* [Tareas a realizar]
A. Responde estas preguntas con los datos del texto sobre el narcisismo:
(i) ¿En qué quedó transformado Narciso?
(ii) ¿En qué etapa del proceso sicoevolutivo alcanza el narcisismo su máxima plenitud?
(iii) Según la cita de Luis Rijas Marcos, ¿cuándo comenzó a brillar la generación del yo?
B. Prolonga el texto sobre el narcisismo a partir de su última oración.

##### Fragmento seleccionado

Así, la griega nos cuenta que habiendo llegado un día Narciso, célebre por su belleza, al borde de una fuente contempló su propia imagen y quedó prendado de sí mismo. Enloquecido, al no poder alcanzar el objeto de su pasión, se fue consumiendo de inanición y melancolía hasta quedar transformado en la flor que en adelante se llamó narciso. De ahí ha permanecido, no sólo para la literatura sino también para la psicología y la ciencia en general, un nombre: el narcisismo.

Como nos explicaría cualquier enciclopedia, se trata de una canalización de los afectos y emotividad hacia la propia persona. En el proceso sicoevolutivo del individuo, el narcisismo alcanza su máxima plenitud en la etapa infantil cuando el niño todavía no ha detectado el mundo exterior, y la preferencia por su yo es exclusiva. Con el descubrimiento del otro, el individuo se abre a otras posibilidades afectivas y sexuales, madura.

Existe el riesgo, sin embargo, de que la tendencia perviva como desviación patológica, y la sexualidad del sujeto quede reducida a la propia persona.

Es interesante tener en cuenta, además, que las alteraciones de la vida del espíritu muchas veces no son individuales. Pueden llegar a afectar en forma colectiva a generaciones enteras. Como ha expuesto Luis Rijas Marcos, “cada era produce su forma única y peculiar de patología psicosocial. El mal de una época suele manifestarse en la expresión exagerada de los rasgos del carácter de los hombres y mujeres que forman la sociedad del momento. A finales de los años sesenta comenzó a brillar la generación del yo, la edad del culto al individuo, a sus libertades y a su cuerpo, la devoción fanática al éxito personal, al dinero al consumo. La dolencia cultural que padecemos desde entonces es el narcisismo”(2) El mundo se ha llenado de “Narcisos”. Bien es verdad que en una sociedad dirigida a la búsqueda del placer y de la felicidad personal, como la nuestra, ese fenómeno afectará especialmente a los individuos más expuestos a la mirada del otro, “vedettes”, protagonistas de un juego destinado a seducir y a ser seducido.

##########
##### Filas de datos

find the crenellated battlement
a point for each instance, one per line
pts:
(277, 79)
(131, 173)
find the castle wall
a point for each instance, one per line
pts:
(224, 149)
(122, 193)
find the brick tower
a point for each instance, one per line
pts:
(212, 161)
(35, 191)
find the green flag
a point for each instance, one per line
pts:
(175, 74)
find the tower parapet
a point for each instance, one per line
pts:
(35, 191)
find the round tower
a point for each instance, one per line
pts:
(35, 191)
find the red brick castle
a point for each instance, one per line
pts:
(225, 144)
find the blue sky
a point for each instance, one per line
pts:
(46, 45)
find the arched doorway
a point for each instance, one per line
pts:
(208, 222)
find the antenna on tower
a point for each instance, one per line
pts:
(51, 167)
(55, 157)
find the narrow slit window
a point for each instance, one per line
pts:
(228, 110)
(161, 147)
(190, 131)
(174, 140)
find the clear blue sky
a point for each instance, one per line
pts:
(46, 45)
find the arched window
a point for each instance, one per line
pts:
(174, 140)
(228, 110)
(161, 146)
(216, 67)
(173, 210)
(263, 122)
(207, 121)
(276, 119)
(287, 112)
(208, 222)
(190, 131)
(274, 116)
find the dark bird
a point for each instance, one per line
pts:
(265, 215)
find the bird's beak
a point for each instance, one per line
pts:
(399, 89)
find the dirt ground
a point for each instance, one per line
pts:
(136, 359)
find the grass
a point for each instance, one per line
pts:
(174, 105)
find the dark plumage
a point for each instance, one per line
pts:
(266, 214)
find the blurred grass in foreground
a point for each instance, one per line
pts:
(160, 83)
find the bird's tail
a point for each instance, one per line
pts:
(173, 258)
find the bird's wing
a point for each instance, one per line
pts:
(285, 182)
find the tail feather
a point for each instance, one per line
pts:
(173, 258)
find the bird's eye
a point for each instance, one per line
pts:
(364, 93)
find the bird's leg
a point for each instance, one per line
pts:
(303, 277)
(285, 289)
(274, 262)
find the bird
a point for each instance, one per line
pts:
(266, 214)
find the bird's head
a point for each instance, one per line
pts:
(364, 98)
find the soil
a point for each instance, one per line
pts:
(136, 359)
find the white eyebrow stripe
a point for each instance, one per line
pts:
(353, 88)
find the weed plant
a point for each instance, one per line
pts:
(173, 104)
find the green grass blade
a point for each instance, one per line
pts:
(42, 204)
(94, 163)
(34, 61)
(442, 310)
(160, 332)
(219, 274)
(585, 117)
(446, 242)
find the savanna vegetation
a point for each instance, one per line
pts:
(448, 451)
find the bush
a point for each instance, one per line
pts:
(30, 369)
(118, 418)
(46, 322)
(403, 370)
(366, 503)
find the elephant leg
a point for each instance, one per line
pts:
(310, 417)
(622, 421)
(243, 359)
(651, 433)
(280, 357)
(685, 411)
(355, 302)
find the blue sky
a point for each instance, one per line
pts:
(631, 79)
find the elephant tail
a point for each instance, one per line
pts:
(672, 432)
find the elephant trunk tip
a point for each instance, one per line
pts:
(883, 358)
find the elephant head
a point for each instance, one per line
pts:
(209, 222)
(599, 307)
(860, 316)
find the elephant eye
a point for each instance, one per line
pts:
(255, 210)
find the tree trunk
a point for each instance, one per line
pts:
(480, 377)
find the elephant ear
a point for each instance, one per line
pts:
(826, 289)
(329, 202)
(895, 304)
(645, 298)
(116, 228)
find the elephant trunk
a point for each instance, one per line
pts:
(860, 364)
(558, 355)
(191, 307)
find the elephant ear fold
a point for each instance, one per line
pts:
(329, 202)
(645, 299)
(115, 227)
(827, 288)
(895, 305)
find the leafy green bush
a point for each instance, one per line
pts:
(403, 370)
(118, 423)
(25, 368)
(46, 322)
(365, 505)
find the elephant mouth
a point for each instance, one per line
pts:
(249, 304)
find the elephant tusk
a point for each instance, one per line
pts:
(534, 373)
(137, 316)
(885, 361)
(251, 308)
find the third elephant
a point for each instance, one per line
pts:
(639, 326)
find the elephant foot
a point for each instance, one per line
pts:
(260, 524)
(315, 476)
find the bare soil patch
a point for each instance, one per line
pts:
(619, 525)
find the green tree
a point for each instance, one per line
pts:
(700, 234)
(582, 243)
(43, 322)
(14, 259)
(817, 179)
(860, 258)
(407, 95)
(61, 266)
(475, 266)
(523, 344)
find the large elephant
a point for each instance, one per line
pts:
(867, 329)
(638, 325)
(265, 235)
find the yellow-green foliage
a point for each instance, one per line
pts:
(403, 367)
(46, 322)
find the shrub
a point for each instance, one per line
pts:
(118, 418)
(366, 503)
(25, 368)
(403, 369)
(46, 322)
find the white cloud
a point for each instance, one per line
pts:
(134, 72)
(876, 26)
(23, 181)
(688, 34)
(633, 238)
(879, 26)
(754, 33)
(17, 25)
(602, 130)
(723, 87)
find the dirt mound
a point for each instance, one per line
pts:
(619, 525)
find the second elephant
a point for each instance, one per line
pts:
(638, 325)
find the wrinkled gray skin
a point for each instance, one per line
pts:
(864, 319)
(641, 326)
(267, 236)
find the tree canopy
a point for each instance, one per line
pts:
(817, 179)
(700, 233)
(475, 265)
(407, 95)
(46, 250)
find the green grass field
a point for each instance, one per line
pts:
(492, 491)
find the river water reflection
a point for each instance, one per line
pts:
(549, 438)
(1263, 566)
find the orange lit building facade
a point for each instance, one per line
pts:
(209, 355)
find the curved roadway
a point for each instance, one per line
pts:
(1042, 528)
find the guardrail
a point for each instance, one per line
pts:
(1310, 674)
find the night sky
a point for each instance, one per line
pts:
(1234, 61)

##########

* [Respuestas]
A.
(i) En la flor que en adelante se llamó narciso.
(ii) En la etapa infantil.
(iii) A finales de los años sesenta.

B.
La seducción es un fenómeno señaladamente coyuntural. Cada momento histórico modifica sus modelos. Lo que ayer resultó atractivo, no lo es hoy. Los titulares de poder, por ejemplo, poseyeron siempre el carisma necesario para ser admirados, también temidos, por sus contemporáneos. Sin embargo, en el Occidente desarrollado, han dejado de tenerlo, entre otras razones, porque han sido desmitificados pues ya no hay espacios reservados al secreto. Todo es público. Han perdido así todo el prestigio que proporcionaba la oscuridad. El juego combinado de odio y atracción reforzaba los mecanismos morbosos de la seducción. Ahora, sin embargo, el control de la ciudadanía les ha hecho demasiado conocidos, vulgares incluso. Son iguales que nosotros, con los mismos defectos. No proporciona ninguna seguridad colocarse a su sombra.

Hay alguien, sin embargo, que ha adquirido una sorprendente valoración: el juez. Es algo paradójico. El Poder Judicial nació para ser invisible y casi nulo. Era invisible porque era una simple máquina carente de rasgos. Lo que hacía era aplicar la norma al caso concreto, una función de mera ejecución. Si cada supuesto de la realidad, tenía su adecuada respuesta en la ley, bastaría con la estructura matemática de un buen ordenador… Es cierto que pronto se puso de manifiesto que el sistema jurídico era algo suficientemente complejo como para necesitar una ardua labro de interpretación. Aun así, el dueño de la norma seguía siendo el legislador. La labor del juez consistía en escrutar sus designios. Es verdad también que, a lo largo del tiempo, fue poniéndose de manifiesto la importancia de la sabiduría, rectitud, y bondad de los funcionarios judiciales, notas indudablemente personalizadotas. Pero se trataba simplemente de méritos necesarios para acceder a la función y valorables por un mercado reducido de especialistas, o por los justiciables que querían indagar los designios siempre inciertos de su suerte. Lo esencial era que la voluntar del juez no podría suplantar la de la ley, para evitarlo era mejor que no saliera a la luz.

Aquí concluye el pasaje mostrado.